-- Start of PROVIDED TEXT --

2012년 1월 8일 일요일

Fast rendering in AIR 3.0 (iOS & Android)

http://esdot.ca/site/2011/fast-rendering-in-air-3-0-ios-android

Fast rendering in AIR 3.0 (iOS & Android)

While we await the release of Stage3D, alot of developers seem to be under the impression that you can not do performant games on mobile devices with AIR 3.0.
The truth is, with a little help, the power of the GPU is already unlocked for us!
In this write-up, I’ll show you how to increase rendering performance in AIR by 5x over the normal display list. The end result is a rendering engine which is faster that iOS5′s hardware accelerated canvas! (more on this in a follow up post…)

Say What?

The Adobe Engineers have done a fantastic job of re-architecting the GPU Render Mode in AIR 3.0. With a little bit of work on the developer’s end we can coax amazing performance out of these little devices. So, how does it work?
  • Set <renderMode>gpu</renderMode> inside your -app.xml file.
  • Use Bitmap’s to render your content
  • Cache bitmapData across your classes/application.
That’s almost too simple right? But it works, I promise :p The Bitmap() class is just insanely optimized right now, Kudos to the entire AIR 3.0 team for such an amazing step forward.
So, to boil it down: Use the bitmapData.draw() API to manually cache your displayObjects, save that bitmapData object in a shared cache or static property, and then render a bitmap in place of your displayObject. Essentially, you are writing your own cacheAsBitmap function, but one using a shared cache.

Benchmarks

Lets get to the good stuff first shall we? Charts!

-- End of PROVIDED TEXT --
-- Start of STORED RECORDS --

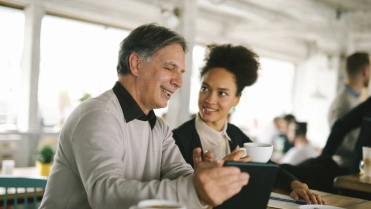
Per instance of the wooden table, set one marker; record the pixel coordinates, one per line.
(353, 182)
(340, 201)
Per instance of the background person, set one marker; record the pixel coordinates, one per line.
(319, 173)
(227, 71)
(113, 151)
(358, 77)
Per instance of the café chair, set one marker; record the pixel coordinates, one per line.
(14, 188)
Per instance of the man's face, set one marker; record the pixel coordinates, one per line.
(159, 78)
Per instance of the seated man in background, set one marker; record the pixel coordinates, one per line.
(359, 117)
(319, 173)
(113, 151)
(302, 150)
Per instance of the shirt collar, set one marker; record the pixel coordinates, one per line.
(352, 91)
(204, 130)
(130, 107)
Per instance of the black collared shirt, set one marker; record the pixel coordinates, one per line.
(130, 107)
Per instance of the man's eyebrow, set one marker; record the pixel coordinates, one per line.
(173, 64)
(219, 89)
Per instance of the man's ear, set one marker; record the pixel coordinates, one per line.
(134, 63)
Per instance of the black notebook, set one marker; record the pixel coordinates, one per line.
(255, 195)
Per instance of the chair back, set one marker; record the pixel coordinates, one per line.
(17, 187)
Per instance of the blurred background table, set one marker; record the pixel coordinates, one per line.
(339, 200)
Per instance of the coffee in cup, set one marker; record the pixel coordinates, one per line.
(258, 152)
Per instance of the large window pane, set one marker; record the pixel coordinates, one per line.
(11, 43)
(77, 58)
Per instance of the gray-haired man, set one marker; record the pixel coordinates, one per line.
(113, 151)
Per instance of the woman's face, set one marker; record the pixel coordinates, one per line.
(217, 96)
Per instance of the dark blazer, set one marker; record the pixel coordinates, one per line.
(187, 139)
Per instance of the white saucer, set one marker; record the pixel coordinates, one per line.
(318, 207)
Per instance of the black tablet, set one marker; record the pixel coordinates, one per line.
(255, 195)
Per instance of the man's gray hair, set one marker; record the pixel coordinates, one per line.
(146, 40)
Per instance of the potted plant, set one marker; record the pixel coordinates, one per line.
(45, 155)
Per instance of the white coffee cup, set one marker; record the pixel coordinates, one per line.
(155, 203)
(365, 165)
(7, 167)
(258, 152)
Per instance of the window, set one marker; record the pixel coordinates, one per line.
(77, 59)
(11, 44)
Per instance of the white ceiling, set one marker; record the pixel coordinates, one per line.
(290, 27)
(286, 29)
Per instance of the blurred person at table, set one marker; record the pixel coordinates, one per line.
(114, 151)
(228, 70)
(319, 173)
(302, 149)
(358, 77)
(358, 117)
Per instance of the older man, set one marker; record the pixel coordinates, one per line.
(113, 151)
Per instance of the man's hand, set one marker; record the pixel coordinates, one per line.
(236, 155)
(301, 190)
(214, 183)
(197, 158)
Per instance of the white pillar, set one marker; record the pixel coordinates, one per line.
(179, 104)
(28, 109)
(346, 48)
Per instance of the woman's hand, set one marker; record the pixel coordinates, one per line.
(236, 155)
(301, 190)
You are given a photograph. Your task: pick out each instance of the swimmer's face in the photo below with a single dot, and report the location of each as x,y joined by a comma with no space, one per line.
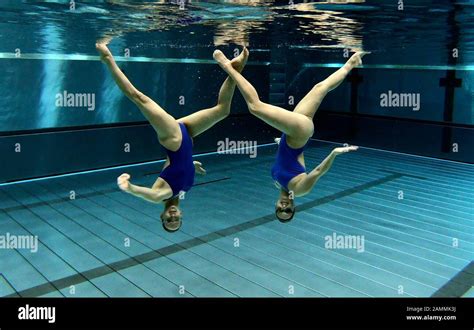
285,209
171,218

-- End of STORED RECORDS --
-- Start of STORED RECORDS --

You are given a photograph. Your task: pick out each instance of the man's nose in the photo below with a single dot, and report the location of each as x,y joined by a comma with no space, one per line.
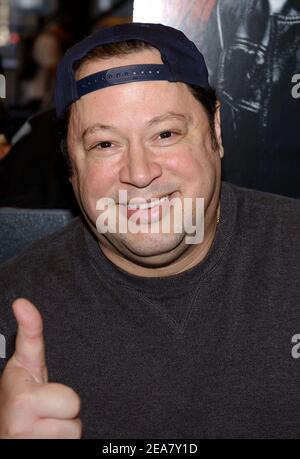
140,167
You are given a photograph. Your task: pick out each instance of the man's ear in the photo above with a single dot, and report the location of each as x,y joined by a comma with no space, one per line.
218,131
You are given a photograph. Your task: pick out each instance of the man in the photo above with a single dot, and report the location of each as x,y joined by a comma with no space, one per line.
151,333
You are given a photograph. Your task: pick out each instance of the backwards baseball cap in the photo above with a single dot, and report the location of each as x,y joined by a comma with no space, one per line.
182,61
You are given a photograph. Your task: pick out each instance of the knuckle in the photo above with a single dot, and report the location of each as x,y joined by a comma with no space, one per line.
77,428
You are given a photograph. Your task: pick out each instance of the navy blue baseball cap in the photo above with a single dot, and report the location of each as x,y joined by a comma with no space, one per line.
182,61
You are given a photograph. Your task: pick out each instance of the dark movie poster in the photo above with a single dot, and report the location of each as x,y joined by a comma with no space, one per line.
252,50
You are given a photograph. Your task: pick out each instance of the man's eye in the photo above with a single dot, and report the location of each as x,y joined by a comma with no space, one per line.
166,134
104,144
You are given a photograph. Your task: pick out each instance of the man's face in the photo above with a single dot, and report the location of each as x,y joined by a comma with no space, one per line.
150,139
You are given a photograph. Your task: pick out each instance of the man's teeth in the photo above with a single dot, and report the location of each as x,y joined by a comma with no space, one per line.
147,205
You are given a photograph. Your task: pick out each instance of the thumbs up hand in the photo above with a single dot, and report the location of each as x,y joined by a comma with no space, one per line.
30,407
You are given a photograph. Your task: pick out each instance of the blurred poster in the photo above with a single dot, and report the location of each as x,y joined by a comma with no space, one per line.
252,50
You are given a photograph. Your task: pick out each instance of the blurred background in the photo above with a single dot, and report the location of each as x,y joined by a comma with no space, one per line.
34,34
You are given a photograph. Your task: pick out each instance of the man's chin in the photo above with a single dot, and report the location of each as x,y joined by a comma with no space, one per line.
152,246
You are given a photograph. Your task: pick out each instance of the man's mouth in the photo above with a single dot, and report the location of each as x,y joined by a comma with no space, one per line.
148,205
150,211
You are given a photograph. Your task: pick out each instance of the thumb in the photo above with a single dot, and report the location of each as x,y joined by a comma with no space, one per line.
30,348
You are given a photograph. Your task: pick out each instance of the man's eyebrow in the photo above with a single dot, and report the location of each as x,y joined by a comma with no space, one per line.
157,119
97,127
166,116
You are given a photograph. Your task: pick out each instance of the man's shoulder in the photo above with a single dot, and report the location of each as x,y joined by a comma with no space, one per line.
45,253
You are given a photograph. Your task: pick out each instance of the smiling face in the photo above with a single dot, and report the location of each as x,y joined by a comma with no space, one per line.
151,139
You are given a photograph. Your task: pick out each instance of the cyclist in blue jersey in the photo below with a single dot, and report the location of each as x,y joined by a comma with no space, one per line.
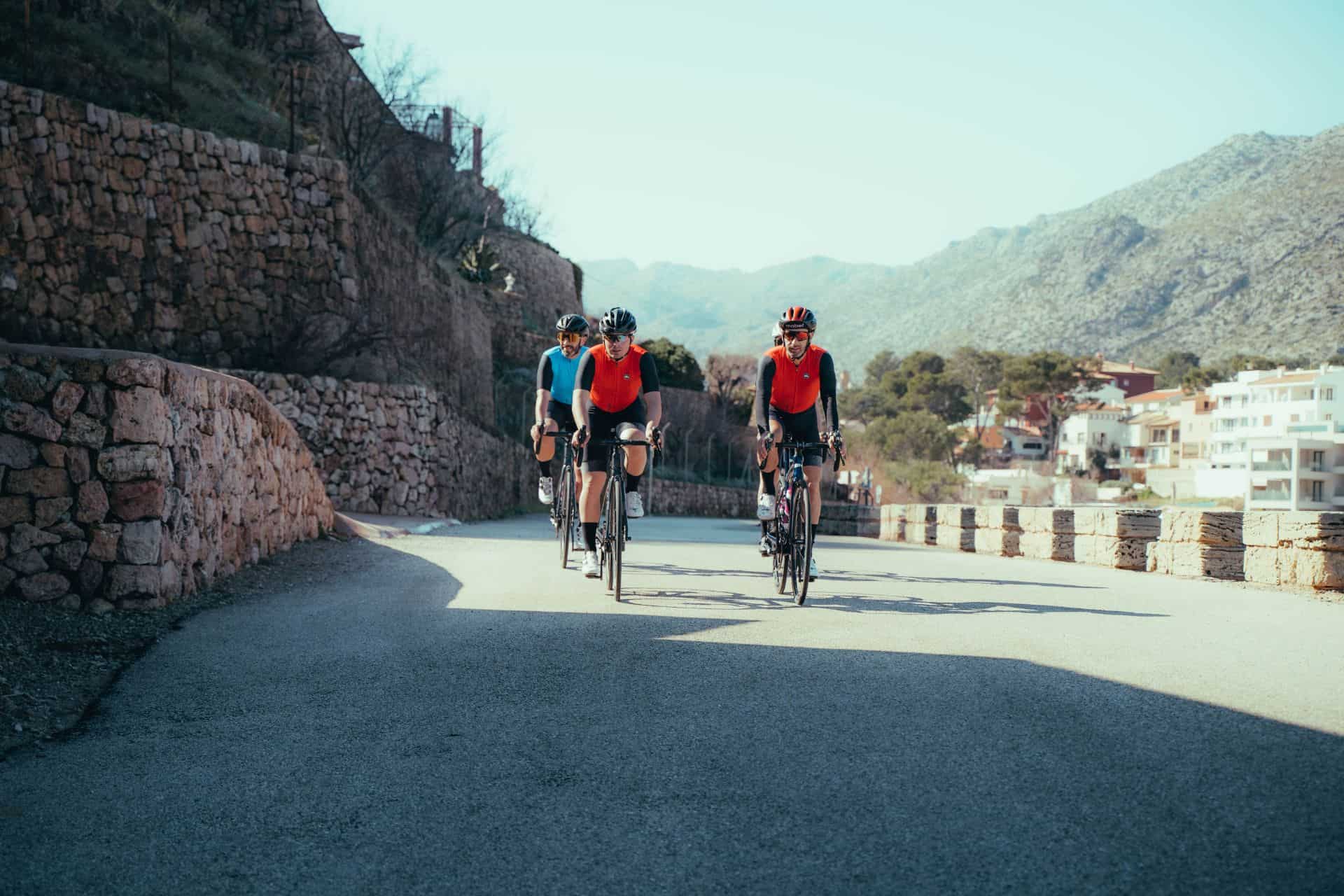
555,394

-- End of STORED RECORDS --

__PROBLEM DETAILS__
Transcribe the stretch of the AIR 3.0 rendering post from "The Adobe Engineers" through "does it work?".

__RESULT OF THIS TASK__
The Adobe Engineers have done a fantastic job of re-architecting the GPU Render Mode in AIR 3.0. With a little bit of work on the developer’s end we can coax amazing performance out of these little devices. So, how does it work?